**To do**
(1) According to the article on the Cambo oil field, by how much have the UK's developed oil and gas reserves increased since the 2019 climate emergency declaration?
(2) Resume the article on the Cambo oil field, writing text that follows on from its final sentence.
* START Extract *
Code Red for Cambo


Scottish Conservatives have been humiliated by a report from Friends of the Earth Scotland and Oil Change International which shows that the investment, licensing, and development of new oil and gas fields – including the Cambo oil field – contradicts guidance from the IPCC and IEA. The report Watershed: The Turning Point for North Sea Oil & the Just Transition highlights that since declaring a climate emergency in 2019, the UK has opened new reserves totalling 800 million extra barrels of oil and gas. The report on the devastating impact of expanding oil and gas extraction has been published on the very day the Scottish Conservatives bring a motion to the Scottish Parliament calling for more exploration for new oil fields.

The main findings of the report are:

Since declaring a climate emergency in 2019, the UK’s developed oil and gas reserves have increased by an estimated 800 million barrels

The United Nations and the International Energy Agency warn there can be no new oil and gas developments anywhere in the world if we are to limit warming to 1.5ºC.

UK law and Scottish Government policy remains to drill every last drop from the North Sea, which would triple emissions from oil and gas.

Maximising Economic Recovery

The shared UK and Scottish Government policy towards the North Sea Oil field is called MER (maximising economic recovery”). As the Watershed report states:

“Oil and gas licensing and regulation are reserved to the UK Government. The UK 1998 Petroleum Act introduced the principle objective of “maximising the economic recovery of UK petroleum”. This principle is supposed to direct UK energy policy, and govern the activities of petroleum licence holders, operators, infrastructure owners and developers – all of whom are legally obliged to maximise economic recovery.”

“The OGA strategy entered into force in February 2021, and is an updated version of the MER strategy: it reiterates the objective of MER then simply tacks on the government’s commitment to net zero, as if they weren’t in open conflict. The strategy states that to assist meeting the net zero target, “the OGA encourages and supports industry to be proactive in identifying and taking the steps necessary to reduce their greenhouse gas emissions as far as reasonable in the circumstances”. This is token at best, as illustrated by the vague caveat, non-binding language and sole focus on the industry’s emissions from extracting oil and gas, while ignoring the far greater emissions from its use (see 2.5). Thus, licence holders and operators are only required to reduce emissions from flaring, venting and power generation for the purposes of extraction.”

Commenting, Scottish Greens climate spokesperson Mark Ruskell said: “This report from Friends of the Earth is timely, as it comes just weeks before Scotland hosts the COP26 climate summit. But it also comes as a welcome reminder to the Scottish Conservatives that their energy policy is stuck in the 1970s.”
“This report underlines exactly what global science, the International Energy Agency, the United Nations and many nations have already acknowledged – that we cannot continue to expand oil and gas extraction in a climate emergency. Instead of providing a sustainable future and alternative jobs for communities, the Scottish Tories would rather call this overwhelming evidence ‘extremism’.

“We already have more oil and gas in current production than we can safely burn to keep to our climate commitments. The Scottish Greens are clear there can be no more expansion, starting with scrapping the Cambo oil field.”
* END Extract *
* START Data section *
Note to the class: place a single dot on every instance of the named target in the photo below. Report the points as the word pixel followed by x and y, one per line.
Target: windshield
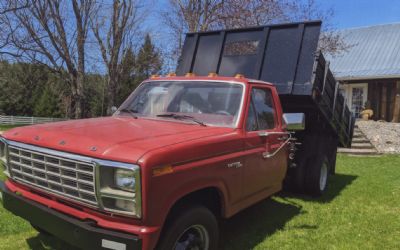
pixel 210 103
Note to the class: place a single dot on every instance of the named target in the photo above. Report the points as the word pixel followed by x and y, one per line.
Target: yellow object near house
pixel 366 114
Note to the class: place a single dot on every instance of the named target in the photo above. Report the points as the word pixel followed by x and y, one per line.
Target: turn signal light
pixel 163 170
pixel 239 76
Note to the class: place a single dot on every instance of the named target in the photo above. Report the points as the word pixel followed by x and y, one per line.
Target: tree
pixel 201 15
pixel 148 60
pixel 190 16
pixel 44 32
pixel 113 38
pixel 128 80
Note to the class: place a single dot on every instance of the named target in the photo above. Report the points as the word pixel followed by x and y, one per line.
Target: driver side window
pixel 261 114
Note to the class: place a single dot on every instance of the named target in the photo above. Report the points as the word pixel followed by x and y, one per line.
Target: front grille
pixel 61 176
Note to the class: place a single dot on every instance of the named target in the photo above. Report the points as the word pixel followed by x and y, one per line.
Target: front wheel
pixel 192 229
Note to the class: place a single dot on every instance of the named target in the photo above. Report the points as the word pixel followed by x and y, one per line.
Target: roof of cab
pixel 191 77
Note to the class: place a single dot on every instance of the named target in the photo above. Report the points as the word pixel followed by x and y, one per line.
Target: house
pixel 369 71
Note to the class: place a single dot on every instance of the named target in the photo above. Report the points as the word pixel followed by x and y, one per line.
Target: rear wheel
pixel 40 230
pixel 318 175
pixel 192 229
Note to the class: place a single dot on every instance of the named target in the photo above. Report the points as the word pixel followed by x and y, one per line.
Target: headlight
pixel 119 188
pixel 124 179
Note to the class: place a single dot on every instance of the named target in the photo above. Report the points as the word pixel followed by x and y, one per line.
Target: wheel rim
pixel 193 238
pixel 323 177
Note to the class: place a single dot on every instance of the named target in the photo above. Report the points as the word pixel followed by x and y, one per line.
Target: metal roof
pixel 374 53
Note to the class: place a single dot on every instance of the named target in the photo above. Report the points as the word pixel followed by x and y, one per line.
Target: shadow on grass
pixel 248 228
pixel 337 183
pixel 251 226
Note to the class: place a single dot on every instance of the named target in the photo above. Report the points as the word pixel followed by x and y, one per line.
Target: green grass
pixel 360 211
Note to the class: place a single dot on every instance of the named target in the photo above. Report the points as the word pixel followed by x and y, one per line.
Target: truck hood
pixel 116 138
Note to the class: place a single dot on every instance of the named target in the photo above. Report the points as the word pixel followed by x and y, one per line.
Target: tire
pixel 193 228
pixel 317 175
pixel 43 232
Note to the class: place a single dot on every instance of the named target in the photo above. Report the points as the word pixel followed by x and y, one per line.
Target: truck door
pixel 263 137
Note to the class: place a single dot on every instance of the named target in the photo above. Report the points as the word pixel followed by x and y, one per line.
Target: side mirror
pixel 294 121
pixel 113 109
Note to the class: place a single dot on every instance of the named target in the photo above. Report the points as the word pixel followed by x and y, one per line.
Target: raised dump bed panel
pixel 285 55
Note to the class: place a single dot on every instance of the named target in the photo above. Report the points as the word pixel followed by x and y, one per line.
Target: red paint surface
pixel 199 156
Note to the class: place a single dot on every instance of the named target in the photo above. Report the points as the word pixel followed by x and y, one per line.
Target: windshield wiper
pixel 182 117
pixel 130 111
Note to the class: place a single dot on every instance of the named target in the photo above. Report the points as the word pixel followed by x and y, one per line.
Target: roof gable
pixel 374 53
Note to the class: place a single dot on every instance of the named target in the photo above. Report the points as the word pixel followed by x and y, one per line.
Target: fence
pixel 23 120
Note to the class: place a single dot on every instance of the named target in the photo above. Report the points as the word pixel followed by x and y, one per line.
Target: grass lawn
pixel 360 211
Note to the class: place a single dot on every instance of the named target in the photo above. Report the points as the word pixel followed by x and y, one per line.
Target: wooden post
pixel 383 101
pixel 396 110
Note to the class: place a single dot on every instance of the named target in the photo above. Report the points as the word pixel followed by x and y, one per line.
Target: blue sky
pixel 348 13
pixel 358 13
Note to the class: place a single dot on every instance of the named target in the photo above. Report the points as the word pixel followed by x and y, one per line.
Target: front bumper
* END Data section *
**Results of the tasks**
(1) By an estimated 800 million barrels.

(2)
On the same day the Climate Action Tracker issued a new update. in which they state: “Almost all developed countries need to further strengthen their targets to reduce emissions as fast as possible, to implement national policies to meet them, and to support more developing countries to make the transition. Developing countries also need to update their targets and policies, but also show a pathway for how they could also reduce their emissions as fast as possible if they were supported financially – and to clearly indicate the support they need.”

 

 

 

China Syndrome

Routine as these reports are, this is a critical embarrassment for the Scottish Tories but also a real challenge to the SNP and Greens.

An often heard retort is the “what about China?” defense. This is the lazy argument that Scotland is too small to be significant (when it’s used by Scottish nationalists it becomes a funny variation of the “too wee too stupid” trope) on the world stage. “Why should we do anything while China continues to … [insert exponential coal fields]”.

But this argument falls apart under examination. Not only are China producing less emissions per head than we are, much of the industrial activity they are engaged in is producing goods for us. We’ve outsourced production then cry crocodile tears about their emissions. This is China Syndrome.

As George Monbiot has pointed out: “First, of course, much of its energy use is commissioned by other nations. As manufacturing has declined in countries like the US and Britain, and the workforce is mostly engaged in other activities, the fossil fuel burning caused by our consumption of stuff has shifted overseas, along with the blame. Even so, when China’s total greenhouse gas production is divided by its population, you discover that it is still producing much less per head than we are.

Partly as a result of a massive investment in renewables, the Chinese demand for coal dropped for the first time last year, and is likely to drop again this year. Perhaps because of the bureaucratic chaos of China’s centralised, unwieldy government, there is a gulf between the energy transition rapidly taking place within China and its negotiating positions in international meetings, which are “in the hands of completely different sets of bureaucrats.”

But perhaps the biggest surprise for those who unwittingly invoke the old Yellow Peril tropes is that the Chinese people care more about climate change than we do. A survey released on Monday reveals that 26% of respondents in the UK and 32% in the US believe that climate change is “not a serious problem”, while in China the figure is only 4%. In the UK, 7% don’t want their government to endorse any international agreement addressing climate change. In the US the proportion rises to 17%. But in China, Hong Kong, Indonesia, Singapore, Malaysia and Thailand, only 1% want no action taken.”

Hypocrisy

The Watershed report states starkly: “Claiming to be a climate leader whilst at the same time seeking to maximise oil and gas extraction can only be seen by the world as hypocrisy.”

“In light of the incompatibility of MER with meeting Scotland’s climate targets and commitments under the Paris Agreement, and in view of Glasgow’s hosting of COP26, we urge the Scottish Government to enact the following seven recommendations”:

  1. Remove all support for maximising economic recovery of oil and gas in government policy and financial decisions, whilst urging the UK Government to remove MER from all statute, policy and licences.
  2. Develop a new Scottish Energy Strategy aiming for a fully renewable energy system in Scotland, and replacing the commitment to MER with one to support and enable a just phase-out of oil and gas production in line with the Paris Agreement goal of limiting warming to 1.5oC.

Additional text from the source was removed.